- **EXCERPTED TEXT**:
# # # # # # #

Appellant contests the trial judge's refusal to suppress the results of a blood alcohol test. He claims the warrantless seizure of his blood violated his fourth amendment rights because it was not incident to a valid arrest. We disagree.

Officer Rohaus testified he was called to the scene of an accident on November 13, 1986. He found appellant pinned in his vehicle yelling and cursing at rescue workers. Rohaus smelled "an odor of alcoholic beverage in the vehicle." In his *292 opinion, appellant was intoxicated.

Sergeant Allen testified "there was a smell of alcoholic beverage contained about the person [of appellant] and his motor vehicle." He testified appellant was arrested at the scene and was incoherent at the time.

An accident reconstruction expert testified appellant's vehicle crossed a double yellow line into the oncoming lane at an acute angle. The impact occurred in the center of the oncoming lane. The driver of the other vehicle was killed and two teenaged passengers severely injured.

Because appellant was injured, he was taken from the scene to the hospital. At the hospital, several tubes of appellant's blood were drawn including one taken at the request of police. This sample was tested for blood alcohol content and registered .177.

# # # # # # #

- **DATA FOR ANALYSIS**:
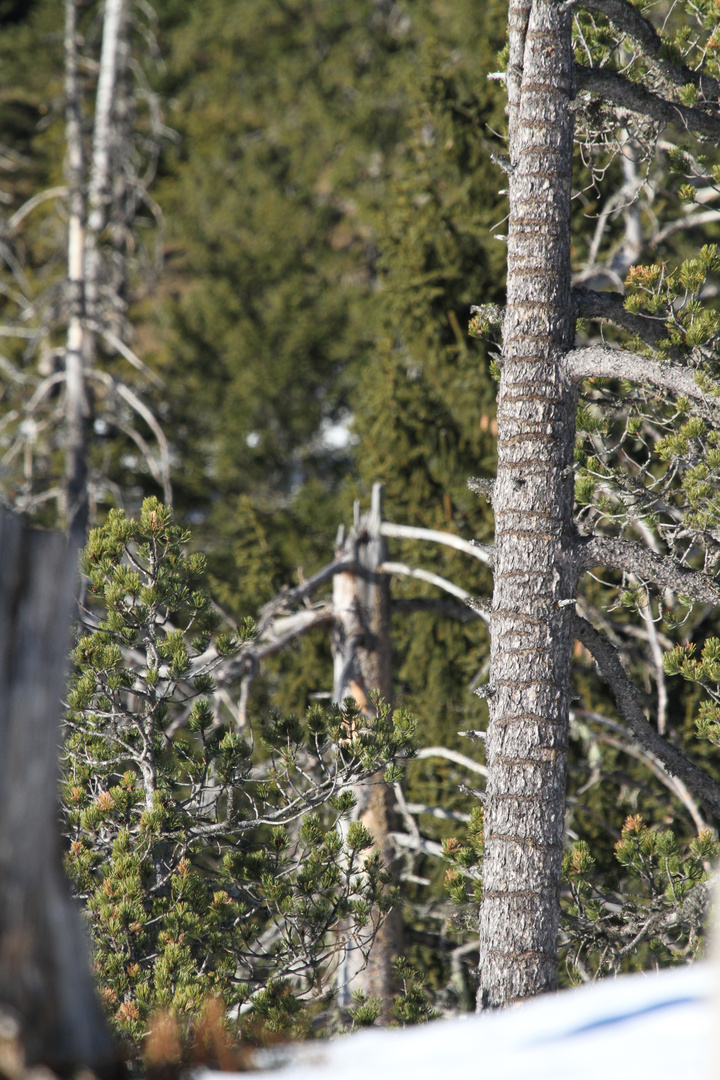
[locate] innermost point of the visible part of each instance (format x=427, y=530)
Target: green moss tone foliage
x=652, y=914
x=206, y=865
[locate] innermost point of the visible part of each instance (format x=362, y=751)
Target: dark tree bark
x=45, y=979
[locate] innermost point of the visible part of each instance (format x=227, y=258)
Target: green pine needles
x=208, y=865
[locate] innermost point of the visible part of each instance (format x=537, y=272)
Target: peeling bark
x=531, y=635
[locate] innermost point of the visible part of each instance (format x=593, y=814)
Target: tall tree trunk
x=362, y=659
x=531, y=635
x=45, y=979
x=77, y=408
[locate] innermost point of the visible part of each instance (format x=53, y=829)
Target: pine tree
x=208, y=866
x=660, y=407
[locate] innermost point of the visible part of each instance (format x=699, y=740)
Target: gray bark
x=635, y=97
x=531, y=635
x=362, y=661
x=45, y=979
x=77, y=408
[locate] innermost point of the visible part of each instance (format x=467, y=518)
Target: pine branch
x=628, y=704
x=627, y=17
x=605, y=363
x=610, y=306
x=649, y=566
x=615, y=88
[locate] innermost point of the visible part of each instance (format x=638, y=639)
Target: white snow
x=636, y=1027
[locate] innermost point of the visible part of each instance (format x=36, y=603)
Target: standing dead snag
x=45, y=979
x=362, y=661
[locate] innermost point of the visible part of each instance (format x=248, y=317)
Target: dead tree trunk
x=45, y=980
x=362, y=662
x=77, y=405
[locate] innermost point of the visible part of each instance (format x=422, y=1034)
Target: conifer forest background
x=302, y=206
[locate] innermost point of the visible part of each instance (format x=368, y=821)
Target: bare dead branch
x=484, y=552
x=593, y=305
x=635, y=97
x=451, y=755
x=605, y=363
x=629, y=18
x=628, y=703
x=432, y=579
x=649, y=566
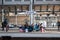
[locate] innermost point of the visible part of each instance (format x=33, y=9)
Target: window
x=57, y=0
x=26, y=0
x=17, y=0
x=39, y=0
x=25, y=8
x=8, y=0
x=49, y=0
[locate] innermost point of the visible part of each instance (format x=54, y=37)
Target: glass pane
x=12, y=8
x=57, y=0
x=50, y=7
x=44, y=7
x=57, y=7
x=8, y=0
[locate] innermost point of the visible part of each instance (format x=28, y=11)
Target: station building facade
x=45, y=10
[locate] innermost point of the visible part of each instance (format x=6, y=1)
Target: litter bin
x=6, y=37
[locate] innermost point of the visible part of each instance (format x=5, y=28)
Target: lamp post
x=31, y=11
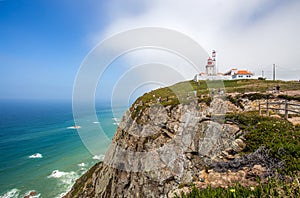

# # # # # # #

- **EXERCISE DESCRIPTION**: Resume the court opinion on the blood alcohol test appeal, continuing from its last sentence.

- **RESPONSE FOR THIS EXERCISE**:
In December 1986, a month after the accident, appellant received a Uniform Traffic Ticket for felony DUI. The ticket refers to "date of arrest" as December 24, 1986, rather than November 13, 1986.

Appellant first argues that under Schmerber v. California, 384 U.S. 757, 86 S. Ct. 1826, 16 L.Ed. (2d) 908 (1966), there must be a prior arrest before a blood sample can be drawn absent consent. The fourth amendment analysis in Schmerber, however, does not hinge on whether there was a prior arrest. It focuses on the exigent circumstance of destruction of the evidence as alcohol content breaks down in the accused's body and the slight intrusion necessary to contract blood as justification for a warrantless search.

In the more recent case of Cupp v. Murphy, 412 U.S. 291, 93 S. Ct. 2000, 36 L.Ed. (2d) 900 (1973), the Supreme Court held a formal arrest is not required for police to conduct a limited search necessary to preserve highly evanescent evidence if there is probable cause to arrest. 93 S.Ct. at 2004. Under Murphy, the warrantless seizure of appellant's blood did not violate his fourth amendment rights if there was probable cause to arrest at the time of the accident. See also State v. Hollingsworth, 77 N.C. App. 36, 334 S.E. (2d) (1985).

Despite appellant's argument to the contrary, the record supports a finding of probable cause to arrest at the scene of the accident. The order of alcohol and *293 appellant's belligerent attitude indicate he was intoxicated at the time the wreck occurred. The trial judge correctly ruled there was probable cause to arrest appellant at the scene.[1]

Next, appellant contends the chain of custody of his blood sample was insufficient because the nurse who drew the blood did not testify.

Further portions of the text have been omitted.